→ ABOUT THIS TASK
All of the records need to be retyped exactly, with no line dropped.

Natural language region descriptions
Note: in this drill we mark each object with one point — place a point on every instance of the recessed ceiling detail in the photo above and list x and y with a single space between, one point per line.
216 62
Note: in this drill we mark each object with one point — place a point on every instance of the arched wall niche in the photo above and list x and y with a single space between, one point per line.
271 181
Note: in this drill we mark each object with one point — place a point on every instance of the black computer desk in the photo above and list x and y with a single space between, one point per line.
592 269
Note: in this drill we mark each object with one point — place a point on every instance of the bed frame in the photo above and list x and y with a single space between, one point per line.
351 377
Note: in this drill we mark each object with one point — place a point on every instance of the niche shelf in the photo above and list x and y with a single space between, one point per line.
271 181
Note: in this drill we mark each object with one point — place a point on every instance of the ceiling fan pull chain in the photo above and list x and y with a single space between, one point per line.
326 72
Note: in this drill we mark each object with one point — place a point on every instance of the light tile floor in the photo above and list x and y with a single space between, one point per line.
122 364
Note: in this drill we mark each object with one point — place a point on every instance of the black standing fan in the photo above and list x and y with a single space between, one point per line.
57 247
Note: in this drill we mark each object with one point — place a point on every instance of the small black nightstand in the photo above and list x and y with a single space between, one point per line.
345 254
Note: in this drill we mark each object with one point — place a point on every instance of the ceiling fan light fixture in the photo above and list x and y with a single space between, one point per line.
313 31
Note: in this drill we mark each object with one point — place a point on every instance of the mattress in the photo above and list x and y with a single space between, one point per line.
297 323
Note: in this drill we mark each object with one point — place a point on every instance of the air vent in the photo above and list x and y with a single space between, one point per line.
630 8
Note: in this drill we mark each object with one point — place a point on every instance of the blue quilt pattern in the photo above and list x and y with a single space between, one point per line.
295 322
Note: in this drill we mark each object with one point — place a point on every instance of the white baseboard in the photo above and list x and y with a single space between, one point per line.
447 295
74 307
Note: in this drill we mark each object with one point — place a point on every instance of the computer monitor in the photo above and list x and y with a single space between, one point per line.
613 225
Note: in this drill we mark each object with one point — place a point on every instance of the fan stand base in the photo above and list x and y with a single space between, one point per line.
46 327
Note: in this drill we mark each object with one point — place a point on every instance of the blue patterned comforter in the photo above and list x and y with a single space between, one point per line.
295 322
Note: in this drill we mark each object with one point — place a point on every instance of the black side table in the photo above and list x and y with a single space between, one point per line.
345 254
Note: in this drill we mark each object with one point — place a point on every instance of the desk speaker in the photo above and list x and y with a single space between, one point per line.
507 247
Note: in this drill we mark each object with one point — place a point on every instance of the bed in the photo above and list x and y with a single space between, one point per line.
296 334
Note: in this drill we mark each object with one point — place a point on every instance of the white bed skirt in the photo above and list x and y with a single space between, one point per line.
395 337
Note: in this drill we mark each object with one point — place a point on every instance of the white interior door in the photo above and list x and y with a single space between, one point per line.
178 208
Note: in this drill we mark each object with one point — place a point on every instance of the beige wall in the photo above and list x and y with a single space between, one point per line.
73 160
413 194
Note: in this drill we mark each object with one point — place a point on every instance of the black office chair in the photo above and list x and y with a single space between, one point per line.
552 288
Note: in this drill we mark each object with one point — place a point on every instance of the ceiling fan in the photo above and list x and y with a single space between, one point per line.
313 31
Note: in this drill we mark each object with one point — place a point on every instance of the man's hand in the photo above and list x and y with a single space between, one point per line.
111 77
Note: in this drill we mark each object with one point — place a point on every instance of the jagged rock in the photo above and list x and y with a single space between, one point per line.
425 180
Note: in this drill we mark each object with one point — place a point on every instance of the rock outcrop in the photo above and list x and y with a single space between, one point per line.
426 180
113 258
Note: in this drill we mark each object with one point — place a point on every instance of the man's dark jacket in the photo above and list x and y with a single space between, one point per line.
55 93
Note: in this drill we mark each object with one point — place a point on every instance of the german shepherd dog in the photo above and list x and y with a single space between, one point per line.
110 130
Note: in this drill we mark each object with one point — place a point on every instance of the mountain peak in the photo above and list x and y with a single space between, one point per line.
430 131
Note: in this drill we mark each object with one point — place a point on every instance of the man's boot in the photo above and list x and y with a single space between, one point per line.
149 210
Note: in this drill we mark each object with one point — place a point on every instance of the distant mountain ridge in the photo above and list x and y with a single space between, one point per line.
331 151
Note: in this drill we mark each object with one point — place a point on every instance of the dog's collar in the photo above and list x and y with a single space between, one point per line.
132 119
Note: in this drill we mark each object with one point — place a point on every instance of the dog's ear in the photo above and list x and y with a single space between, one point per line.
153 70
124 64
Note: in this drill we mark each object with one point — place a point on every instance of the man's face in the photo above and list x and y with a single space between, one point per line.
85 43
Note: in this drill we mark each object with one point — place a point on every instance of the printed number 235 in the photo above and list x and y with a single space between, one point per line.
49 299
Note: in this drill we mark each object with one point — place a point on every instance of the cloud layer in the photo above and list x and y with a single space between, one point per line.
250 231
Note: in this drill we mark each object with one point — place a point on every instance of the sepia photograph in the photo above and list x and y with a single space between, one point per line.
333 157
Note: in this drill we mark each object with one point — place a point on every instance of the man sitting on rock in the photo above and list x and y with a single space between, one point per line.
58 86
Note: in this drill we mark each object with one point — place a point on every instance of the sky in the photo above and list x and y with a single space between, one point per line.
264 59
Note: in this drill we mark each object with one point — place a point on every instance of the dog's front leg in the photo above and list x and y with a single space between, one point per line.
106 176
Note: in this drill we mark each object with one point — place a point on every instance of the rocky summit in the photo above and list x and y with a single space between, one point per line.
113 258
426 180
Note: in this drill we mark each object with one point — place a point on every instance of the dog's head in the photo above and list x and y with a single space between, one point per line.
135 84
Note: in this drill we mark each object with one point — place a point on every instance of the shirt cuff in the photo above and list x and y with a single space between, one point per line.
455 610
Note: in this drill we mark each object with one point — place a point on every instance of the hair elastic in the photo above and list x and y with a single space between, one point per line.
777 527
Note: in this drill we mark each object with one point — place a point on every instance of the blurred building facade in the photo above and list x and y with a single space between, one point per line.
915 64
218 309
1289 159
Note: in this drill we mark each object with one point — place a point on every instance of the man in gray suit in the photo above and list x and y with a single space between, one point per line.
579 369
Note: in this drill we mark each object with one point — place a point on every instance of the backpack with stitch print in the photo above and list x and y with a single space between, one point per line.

→ FINISHED TASK
Note: in this drill we mark each object with one point — place a point on every instance of the recessed ceiling detail in the photo above and list x and y with a single space between, one point per line.
216 62
Note: in this drill we mark each object with one point — place a point on every instance of the arched wall niche in the photo above and list x and y with a single space between, one point per line.
271 181
Note: in this drill we mark each object with one point — place a point on every instance of the black computer desk in the photo above and list x and y with a single space between, one point per line.
592 269
Note: in this drill we mark each object with one point — place a point on every instance of the bed frame in the photo above and list x and y with a single space between, one point per line.
351 377
Note: in this drill we mark each object with one point — place a point on every instance of the niche shelf in the photo above and list x and y with a single space between, one point per line.
271 181
Note: in this drill we mark each object with one point — place a point on every instance of the ceiling fan pull chain in the photo above and list x and y with a single space between, one point per line.
326 72
Note: in this drill we mark each object with one point — place a point on every instance of the light tile floor in the photo above and list x and y with a single space between, one point per line.
122 364
Note: in this drill we mark each object with one point — place a point on every instance of the black standing fan in the photo above and list x and y with a single space between, one point per line.
57 247
Note: in this drill we mark each object with one point — place a point on every instance of the small black nightstand in the photo above and list x and y with a single space between, one point per line.
345 254
Note: in this drill we mark each object with one point — place a point on every instance of the ceiling fan light fixture in the photo above and list x and y with a single space between, one point per line.
313 31
Note: in this drill we mark each object with one point — place a point on every instance of the mattress in the photo above and list x and y with a single space between, one point per line.
297 323
Note: in this drill we mark each object with one point — place a point on every instance of the air vent in the photo above and list x and y with a single space between, one point per line.
630 8
Note: in this drill we mark each object with one point — place a point on every instance of the blue quilt pattern in the photo above and list x and y with a single space between, one point per line.
295 322
Note: in this drill we mark each object with one point — place a point on every instance of the white baseboard in the photo above and list x and y with a single space between, one point per line.
447 295
74 307
Note: in this drill we mark each object with one point — place a point on every instance of the computer monitor in the photo above and list x and y with a single space between, one point per line.
613 225
Note: in this drill we mark each object with one point — place a point on every instance of the fan stand base in the photo above and list x and y with a single space between, one point per line.
46 327
Note: in this drill we mark each object with one point — place a point on every instance of the blue patterned comforter in the photo above and list x and y with a single space between, one point per line.
295 322
Note: in this drill we mark each object with one point — place a point on every instance of the black side table in the photo above and list x and y with a single space between, one point per line.
345 254
Note: in this drill we mark each object with one point — place a point on every instance of the desk speaker in the photo above and list x and y with a single space between, one point per line.
507 247
Note: in this drill we mark each object with one point — place a point on every instance of the bed in the photo above and list x and y with a single space between, one point per line.
296 334
Note: in this drill we mark each object with one point — place a point on every instance of the white bed skirt in the photo above and list x and y with a single space between, one point per line.
395 337
Note: in this drill we mark each object with one point — place a point on every instance of the white interior door in the photo above and list x and y with a single space between, one point per line.
178 208
Note: in this drill we mark each object with one point — place a point on every instance of the beige wall in the photo above and list x and y with a single space between, one point per line.
73 160
413 194
Note: in this drill we mark each object with one point — place a point on every instance of the black office chair in the photo above and list x and y with a single space between, one point per line.
552 288
Note: in this drill we mark each object with one point — place a point on every instance of the ceiling fan in the photo above and list x and y with a single space between, one point per line.
313 31
Note: in this drill we mark each object with one point — place a point on every instance of the man's hand in the photo above and list x and y with a single space between, one point per line.
111 77
Note: in this drill we mark each object with one point — place a point on every instance of the jagged rock in the photo above and list x and y with a single space between, one point per line.
425 180
Note: in this drill we mark each object with one point — place a point on every instance of the rock outcrop in the photo above and list x and y with a single space between, one point per line.
426 180
113 258
Note: in this drill we mark each object with one point — place a point on every instance of the man's dark jacket in the photo above and list x and y with a single space between, one point per line.
55 93
Note: in this drill we mark each object with one point — place a point on every instance of the german shepherd dog in the photo above and list x and y with a single space between, one point per line.
110 130
Note: in this drill we mark each object with one point — place a point on every instance of the mountain peak in the photo above and list x and y with a single space between, one point per line.
430 131
Note: in this drill we mark each object with one point — place a point on every instance of the man's boot in the photo above and list x and y with a single space between, one point per line.
149 210
Note: in this drill we mark each object with one point — place a point on every instance of the distant mountain ridge in the photo above and list x and y with a single space between, one point per line.
331 151
Note: in this drill we mark each object with one point — place a point on every instance of the dog's collar in the photo above and list x and y with a single space between, one point per line.
132 119
Note: in this drill we mark each object with one point — place a point on every instance of the dog's ear in the photo above and list x and y with a single space between, one point per line.
153 70
124 64
Note: in this drill we mark each object with one point — place a point on every instance of the man's face in the photo above and list x and y with a single space between, one point per line.
85 43
Note: in this drill we mark each object with one point — place a point on every instance of the printed number 235 in the photo above and list x and y with a single space between, one point per line.
49 299
Note: in this drill we mark each object with one point — place a point on every instance of the cloud layer in the photo above and list x and y with a single space between, one point per line.
250 231
Note: in this drill we mark each object with one point — place a point on every instance of the sepia photograph in the photo above and list x and y with a single space between, one point per line.
333 157
Note: in this drill we mark each object with one point — place a point on every instance of the man sitting on rock in the photo above and list x and y with a single space between, one point per line.
58 86
Note: in this drill we mark each object with one point — place a point on every instance of the sky in the photo above and list x and y with a single space between, one point per line.
264 59
Note: in this drill we mark each object with one point — place a point on every instance of the dog's front leg in the photo above and list x and y with a single space between, one point per line.
106 176
Note: in this drill we mark each object with one point — place a point on every instance of the rocky summit in the photo above and list x and y with a single space between, one point per line.
113 258
426 180
Note: in this drill we mark each object with one point — place a point on every instance of the dog's head in the photo above and list x and y with a single space between, one point per line.
135 84
Note: in this drill we mark each object with one point — place a point on every instance of the shirt cuff in the photo above and list x and y with a single space between, one point per line.
455 610
Note: in this drill we mark each object with one point — place a point on every instance of the hair elastic in the photo above and list x and y with a single space between, one point per line.
777 527
Note: in this drill we mark each object with one point — place a point on every instance of the blurred building facade in the photo above and list x and y with a single space between, one point per line.
915 64
218 309
1289 159
Note: in this drill we mark each object with one point — place a point on every instance of the man in gray suit in the photo above and list x and y with a single space between, one point per line.
579 369
Note: in this drill we mark each object with one point — place a point on every instance of the backpack with stitch print in the photo above and list x and y with a single space between, one point per line.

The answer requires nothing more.